[Source material]:
** Begin **

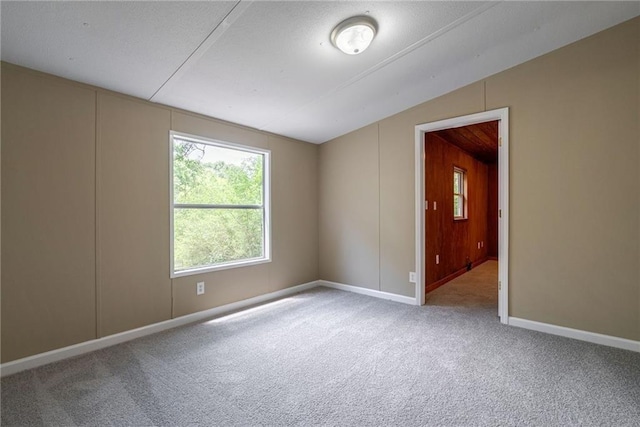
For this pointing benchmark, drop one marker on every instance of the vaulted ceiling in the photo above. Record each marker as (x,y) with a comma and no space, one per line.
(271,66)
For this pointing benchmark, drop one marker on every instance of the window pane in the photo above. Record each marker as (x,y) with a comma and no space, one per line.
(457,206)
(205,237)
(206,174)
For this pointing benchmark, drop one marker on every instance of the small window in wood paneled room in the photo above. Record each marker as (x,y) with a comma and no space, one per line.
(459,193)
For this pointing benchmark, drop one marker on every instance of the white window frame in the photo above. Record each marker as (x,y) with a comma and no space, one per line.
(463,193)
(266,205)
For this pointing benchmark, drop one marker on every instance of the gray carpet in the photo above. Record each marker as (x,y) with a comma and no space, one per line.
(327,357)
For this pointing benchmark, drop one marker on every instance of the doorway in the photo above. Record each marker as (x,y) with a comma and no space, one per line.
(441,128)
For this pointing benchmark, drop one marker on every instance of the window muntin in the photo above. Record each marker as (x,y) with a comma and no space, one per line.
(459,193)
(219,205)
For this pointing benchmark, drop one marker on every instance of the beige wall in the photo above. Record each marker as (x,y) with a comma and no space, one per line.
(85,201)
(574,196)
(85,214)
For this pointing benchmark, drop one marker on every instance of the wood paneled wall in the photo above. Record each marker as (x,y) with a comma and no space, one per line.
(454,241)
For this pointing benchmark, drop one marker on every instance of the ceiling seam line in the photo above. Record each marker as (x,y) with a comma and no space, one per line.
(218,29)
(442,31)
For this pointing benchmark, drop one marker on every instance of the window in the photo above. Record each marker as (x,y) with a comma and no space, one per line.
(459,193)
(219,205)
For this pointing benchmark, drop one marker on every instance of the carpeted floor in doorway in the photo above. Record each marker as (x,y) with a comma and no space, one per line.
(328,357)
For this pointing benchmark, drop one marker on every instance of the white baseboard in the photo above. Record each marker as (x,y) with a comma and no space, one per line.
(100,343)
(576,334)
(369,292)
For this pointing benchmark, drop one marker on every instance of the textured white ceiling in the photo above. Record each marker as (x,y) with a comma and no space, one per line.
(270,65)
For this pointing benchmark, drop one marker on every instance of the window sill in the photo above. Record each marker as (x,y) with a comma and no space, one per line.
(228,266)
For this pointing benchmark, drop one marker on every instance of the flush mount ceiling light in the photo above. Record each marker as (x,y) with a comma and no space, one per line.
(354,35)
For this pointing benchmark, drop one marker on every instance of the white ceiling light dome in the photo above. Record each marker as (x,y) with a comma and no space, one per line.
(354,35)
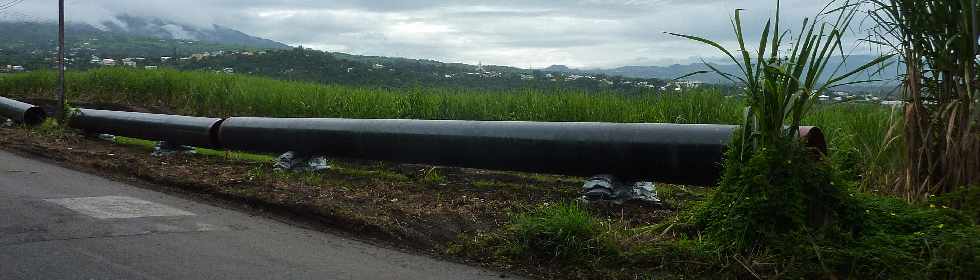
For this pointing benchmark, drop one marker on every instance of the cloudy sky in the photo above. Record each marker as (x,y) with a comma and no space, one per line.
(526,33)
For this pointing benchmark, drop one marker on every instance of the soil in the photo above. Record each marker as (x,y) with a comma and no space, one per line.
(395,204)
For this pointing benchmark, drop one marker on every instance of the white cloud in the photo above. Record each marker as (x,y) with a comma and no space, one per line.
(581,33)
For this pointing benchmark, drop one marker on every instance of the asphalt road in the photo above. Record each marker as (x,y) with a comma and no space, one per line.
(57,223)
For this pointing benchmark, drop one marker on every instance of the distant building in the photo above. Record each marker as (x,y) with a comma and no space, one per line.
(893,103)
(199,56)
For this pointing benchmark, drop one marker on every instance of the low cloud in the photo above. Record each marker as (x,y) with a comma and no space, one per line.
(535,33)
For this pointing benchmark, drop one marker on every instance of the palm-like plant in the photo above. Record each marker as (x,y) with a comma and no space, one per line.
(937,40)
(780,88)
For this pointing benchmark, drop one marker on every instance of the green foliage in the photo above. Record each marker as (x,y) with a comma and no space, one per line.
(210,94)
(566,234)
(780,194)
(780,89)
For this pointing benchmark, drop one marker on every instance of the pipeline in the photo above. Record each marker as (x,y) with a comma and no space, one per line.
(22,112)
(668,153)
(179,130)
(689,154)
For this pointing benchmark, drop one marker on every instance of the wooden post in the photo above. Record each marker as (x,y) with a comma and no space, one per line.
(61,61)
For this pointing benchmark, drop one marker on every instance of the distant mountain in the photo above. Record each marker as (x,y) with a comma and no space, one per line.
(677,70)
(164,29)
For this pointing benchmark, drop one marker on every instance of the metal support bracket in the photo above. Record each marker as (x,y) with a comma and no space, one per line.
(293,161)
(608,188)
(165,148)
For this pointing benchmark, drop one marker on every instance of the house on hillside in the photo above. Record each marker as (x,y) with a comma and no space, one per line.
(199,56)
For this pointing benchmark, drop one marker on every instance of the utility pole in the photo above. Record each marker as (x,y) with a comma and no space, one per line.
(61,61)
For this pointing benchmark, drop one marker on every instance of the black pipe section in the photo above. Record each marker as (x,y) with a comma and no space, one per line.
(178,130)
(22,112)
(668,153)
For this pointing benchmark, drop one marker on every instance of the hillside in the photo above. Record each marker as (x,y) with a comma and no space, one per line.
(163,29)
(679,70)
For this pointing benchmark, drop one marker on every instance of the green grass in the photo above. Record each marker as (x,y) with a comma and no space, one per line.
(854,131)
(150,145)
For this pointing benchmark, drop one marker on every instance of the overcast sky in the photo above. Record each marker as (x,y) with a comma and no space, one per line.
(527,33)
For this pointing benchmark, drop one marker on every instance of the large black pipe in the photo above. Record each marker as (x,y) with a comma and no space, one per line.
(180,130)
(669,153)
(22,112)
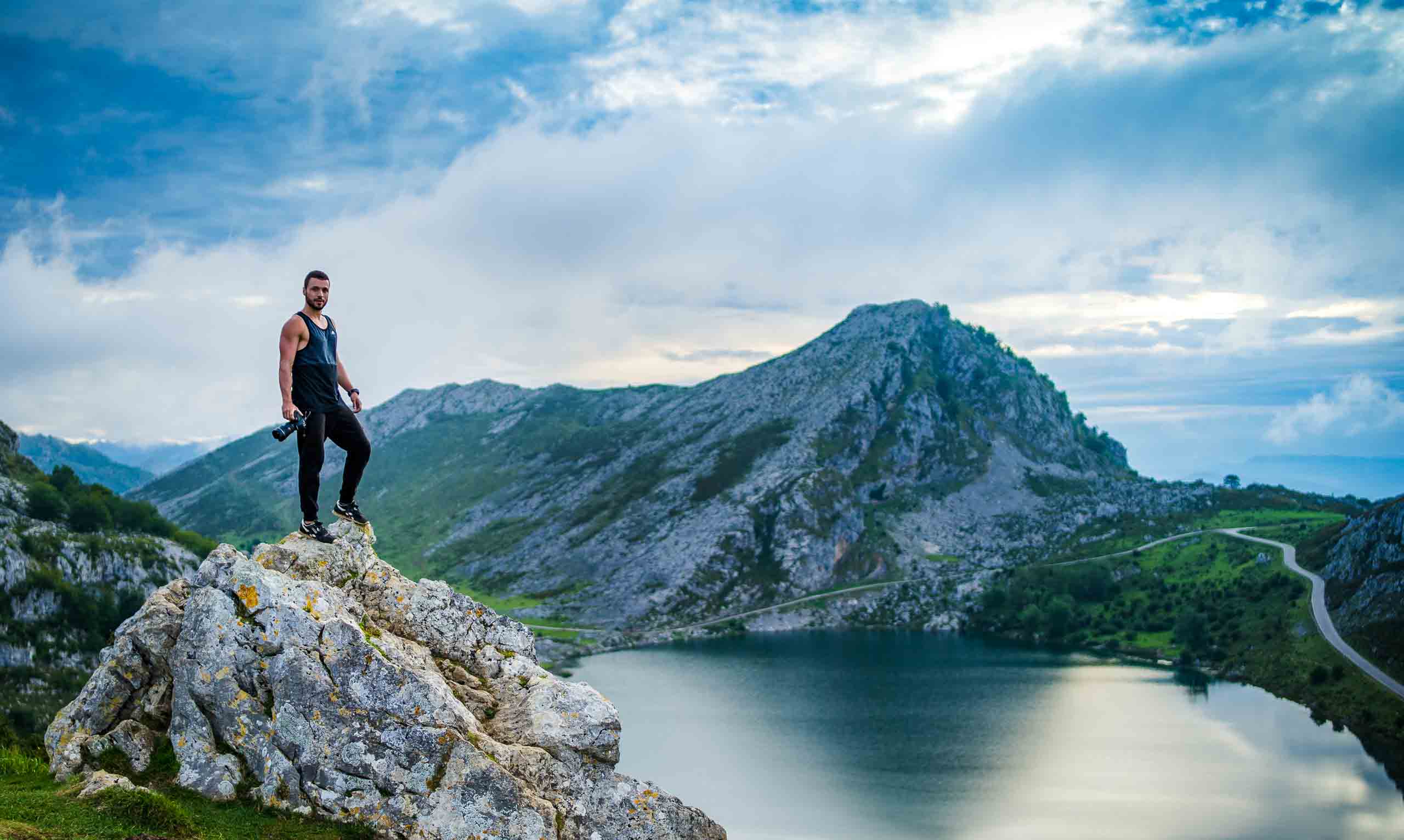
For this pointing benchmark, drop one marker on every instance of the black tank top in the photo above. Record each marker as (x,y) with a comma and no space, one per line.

** End **
** Begin **

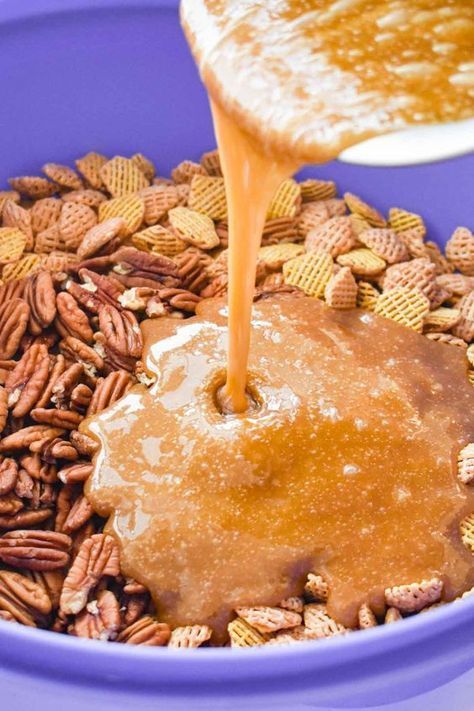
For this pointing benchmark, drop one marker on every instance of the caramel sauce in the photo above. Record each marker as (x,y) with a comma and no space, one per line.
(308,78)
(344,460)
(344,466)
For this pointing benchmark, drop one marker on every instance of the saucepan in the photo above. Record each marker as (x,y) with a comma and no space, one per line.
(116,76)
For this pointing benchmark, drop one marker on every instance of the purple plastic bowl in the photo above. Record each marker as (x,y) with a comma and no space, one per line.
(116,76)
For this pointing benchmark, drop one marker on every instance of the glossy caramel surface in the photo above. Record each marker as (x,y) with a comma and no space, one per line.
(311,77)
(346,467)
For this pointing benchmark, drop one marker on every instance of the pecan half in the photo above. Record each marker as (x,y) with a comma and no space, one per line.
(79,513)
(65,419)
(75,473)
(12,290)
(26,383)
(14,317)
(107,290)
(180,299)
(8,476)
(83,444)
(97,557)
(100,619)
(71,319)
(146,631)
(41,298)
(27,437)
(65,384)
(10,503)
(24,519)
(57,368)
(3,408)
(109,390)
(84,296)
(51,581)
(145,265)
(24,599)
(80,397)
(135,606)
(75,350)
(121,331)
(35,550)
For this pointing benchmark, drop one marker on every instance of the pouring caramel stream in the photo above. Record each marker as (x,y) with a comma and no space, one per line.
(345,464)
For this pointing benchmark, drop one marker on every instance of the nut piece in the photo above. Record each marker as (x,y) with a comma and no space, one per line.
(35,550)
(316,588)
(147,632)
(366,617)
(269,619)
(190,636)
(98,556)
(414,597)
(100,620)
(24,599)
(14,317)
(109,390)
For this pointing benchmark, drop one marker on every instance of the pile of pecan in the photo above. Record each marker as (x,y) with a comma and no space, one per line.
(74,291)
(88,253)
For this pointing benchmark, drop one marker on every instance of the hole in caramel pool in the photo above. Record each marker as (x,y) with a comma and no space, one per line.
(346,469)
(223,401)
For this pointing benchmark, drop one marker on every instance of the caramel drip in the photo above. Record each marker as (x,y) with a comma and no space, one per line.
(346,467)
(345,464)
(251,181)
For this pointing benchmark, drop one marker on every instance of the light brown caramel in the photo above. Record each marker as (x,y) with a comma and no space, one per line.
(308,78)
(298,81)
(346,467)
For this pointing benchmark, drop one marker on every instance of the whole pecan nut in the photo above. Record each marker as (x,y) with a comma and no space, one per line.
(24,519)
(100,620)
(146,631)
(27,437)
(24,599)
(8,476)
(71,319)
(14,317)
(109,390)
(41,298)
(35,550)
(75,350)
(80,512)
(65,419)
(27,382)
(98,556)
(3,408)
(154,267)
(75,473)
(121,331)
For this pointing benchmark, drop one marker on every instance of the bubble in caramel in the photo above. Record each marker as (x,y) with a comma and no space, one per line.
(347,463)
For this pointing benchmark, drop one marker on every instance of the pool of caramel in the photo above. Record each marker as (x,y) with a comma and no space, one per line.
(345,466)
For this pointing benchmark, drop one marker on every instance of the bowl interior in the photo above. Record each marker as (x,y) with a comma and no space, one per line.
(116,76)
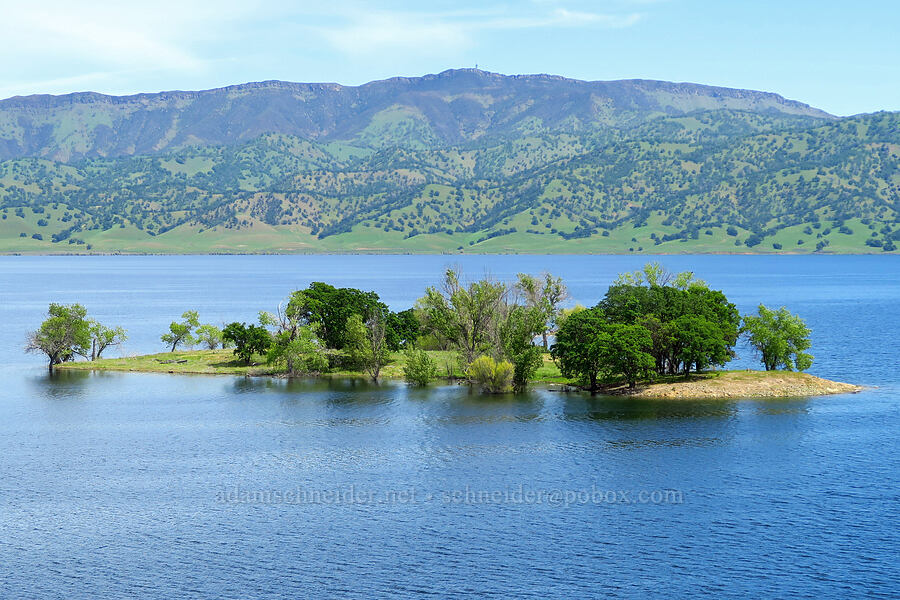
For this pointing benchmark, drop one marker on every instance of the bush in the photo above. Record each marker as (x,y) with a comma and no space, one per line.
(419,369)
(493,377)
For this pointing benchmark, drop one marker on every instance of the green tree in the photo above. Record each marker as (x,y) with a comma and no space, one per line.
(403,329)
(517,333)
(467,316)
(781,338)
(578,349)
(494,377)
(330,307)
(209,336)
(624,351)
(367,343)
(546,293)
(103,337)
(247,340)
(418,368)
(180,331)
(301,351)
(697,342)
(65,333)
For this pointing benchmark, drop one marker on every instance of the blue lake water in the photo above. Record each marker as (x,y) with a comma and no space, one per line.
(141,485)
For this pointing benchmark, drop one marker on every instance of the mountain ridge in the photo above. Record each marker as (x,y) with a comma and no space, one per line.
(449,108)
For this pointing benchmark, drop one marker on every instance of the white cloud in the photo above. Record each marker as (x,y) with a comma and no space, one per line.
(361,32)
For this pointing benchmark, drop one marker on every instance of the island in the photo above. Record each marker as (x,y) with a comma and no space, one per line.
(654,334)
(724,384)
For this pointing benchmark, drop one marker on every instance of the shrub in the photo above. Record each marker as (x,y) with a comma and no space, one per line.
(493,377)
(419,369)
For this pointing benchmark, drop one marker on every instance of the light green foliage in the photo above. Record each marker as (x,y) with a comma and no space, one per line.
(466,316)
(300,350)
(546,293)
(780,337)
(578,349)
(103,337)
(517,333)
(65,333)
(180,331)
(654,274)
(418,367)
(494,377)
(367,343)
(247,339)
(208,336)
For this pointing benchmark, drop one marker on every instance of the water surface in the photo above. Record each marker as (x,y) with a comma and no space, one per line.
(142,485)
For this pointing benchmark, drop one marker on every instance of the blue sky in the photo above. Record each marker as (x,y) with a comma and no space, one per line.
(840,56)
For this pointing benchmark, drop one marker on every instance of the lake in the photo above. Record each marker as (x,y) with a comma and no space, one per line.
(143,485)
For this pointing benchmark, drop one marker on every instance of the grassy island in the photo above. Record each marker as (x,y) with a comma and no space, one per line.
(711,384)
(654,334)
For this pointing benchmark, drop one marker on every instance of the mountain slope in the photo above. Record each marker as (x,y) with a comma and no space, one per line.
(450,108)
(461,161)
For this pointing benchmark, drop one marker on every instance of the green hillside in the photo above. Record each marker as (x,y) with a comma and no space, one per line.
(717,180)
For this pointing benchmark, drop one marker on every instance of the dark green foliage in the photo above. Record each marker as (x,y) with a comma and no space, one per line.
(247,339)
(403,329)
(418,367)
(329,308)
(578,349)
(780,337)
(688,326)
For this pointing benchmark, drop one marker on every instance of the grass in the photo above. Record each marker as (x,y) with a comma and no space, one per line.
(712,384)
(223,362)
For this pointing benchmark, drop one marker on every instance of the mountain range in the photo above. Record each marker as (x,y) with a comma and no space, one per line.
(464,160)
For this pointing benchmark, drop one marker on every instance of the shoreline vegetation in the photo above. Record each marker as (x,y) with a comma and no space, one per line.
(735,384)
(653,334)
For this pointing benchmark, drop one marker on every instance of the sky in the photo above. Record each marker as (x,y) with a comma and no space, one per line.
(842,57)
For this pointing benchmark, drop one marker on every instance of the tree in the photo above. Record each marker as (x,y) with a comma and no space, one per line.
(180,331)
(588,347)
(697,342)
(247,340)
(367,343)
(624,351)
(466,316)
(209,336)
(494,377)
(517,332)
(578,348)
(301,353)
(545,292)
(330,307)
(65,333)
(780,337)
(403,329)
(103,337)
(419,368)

** End **
** Begin **

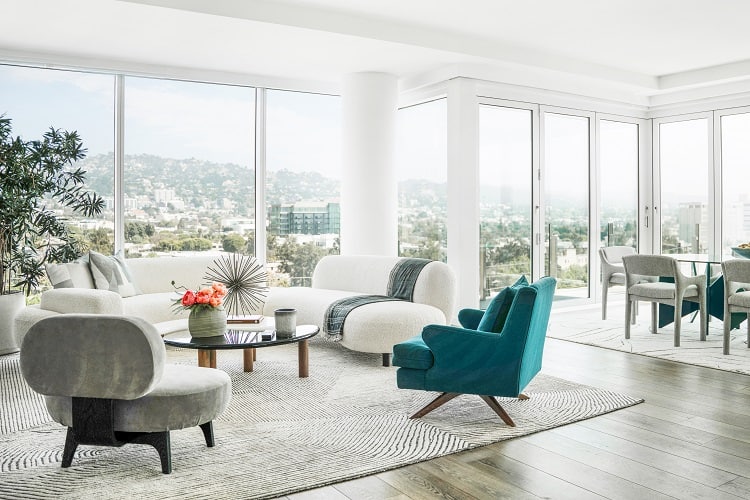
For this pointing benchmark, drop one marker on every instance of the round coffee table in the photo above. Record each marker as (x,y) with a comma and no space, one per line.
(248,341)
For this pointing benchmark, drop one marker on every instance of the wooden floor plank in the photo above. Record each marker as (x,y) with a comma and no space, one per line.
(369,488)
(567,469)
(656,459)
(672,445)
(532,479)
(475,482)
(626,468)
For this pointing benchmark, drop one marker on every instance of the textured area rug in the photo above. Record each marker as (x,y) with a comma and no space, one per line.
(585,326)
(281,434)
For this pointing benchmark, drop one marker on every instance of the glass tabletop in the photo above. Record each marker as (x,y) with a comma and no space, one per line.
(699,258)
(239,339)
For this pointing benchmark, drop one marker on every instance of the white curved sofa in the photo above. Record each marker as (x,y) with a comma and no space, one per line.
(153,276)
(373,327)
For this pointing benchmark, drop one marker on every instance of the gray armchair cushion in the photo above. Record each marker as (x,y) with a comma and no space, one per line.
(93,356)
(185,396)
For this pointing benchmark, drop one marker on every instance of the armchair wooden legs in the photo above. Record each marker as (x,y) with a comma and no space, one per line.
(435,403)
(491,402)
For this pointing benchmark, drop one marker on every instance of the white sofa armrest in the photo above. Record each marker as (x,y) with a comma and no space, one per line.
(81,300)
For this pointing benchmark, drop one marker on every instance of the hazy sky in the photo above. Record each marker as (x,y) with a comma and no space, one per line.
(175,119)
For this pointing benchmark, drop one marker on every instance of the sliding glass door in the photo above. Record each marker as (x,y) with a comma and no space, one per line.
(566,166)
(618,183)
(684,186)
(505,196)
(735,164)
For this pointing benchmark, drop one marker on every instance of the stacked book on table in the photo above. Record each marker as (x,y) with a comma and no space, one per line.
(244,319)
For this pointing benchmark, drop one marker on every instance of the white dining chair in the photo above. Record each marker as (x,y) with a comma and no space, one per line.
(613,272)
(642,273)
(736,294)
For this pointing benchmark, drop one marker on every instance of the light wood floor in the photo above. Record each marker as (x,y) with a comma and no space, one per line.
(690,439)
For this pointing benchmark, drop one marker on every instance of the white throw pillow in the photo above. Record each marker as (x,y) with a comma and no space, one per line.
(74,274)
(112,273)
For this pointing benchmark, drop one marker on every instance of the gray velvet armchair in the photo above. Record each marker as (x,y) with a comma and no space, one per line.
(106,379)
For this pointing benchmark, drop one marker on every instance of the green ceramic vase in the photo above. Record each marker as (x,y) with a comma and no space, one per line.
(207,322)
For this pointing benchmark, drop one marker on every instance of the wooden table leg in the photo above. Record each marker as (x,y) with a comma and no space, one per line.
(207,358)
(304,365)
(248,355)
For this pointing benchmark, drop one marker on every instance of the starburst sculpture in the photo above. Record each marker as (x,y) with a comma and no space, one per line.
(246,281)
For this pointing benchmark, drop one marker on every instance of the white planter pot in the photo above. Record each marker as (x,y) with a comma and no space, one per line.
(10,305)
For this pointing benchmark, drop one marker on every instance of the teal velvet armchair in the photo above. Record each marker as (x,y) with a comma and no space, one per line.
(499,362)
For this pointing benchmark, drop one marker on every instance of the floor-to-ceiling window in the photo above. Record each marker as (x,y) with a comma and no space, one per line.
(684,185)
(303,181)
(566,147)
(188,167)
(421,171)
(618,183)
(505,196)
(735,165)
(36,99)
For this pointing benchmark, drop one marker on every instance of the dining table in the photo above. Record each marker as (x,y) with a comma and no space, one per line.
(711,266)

** End **

[Exercise task]: Report every line of the data above that contains the word "bowl" by copying each such line in full, and treat uppercase and lowercase as different.

[Answer for this exercise]:
For this pointing benchmark, drop one marker on every instance of the purple plastic bowl in the photo above. Record each marker as (x,y) with a comma and no space, one per line.
For this pointing benchmark, drop one marker on every instance of the bowl interior in the photo above. Record each marker as (x,y) with a comma and no space, one per line.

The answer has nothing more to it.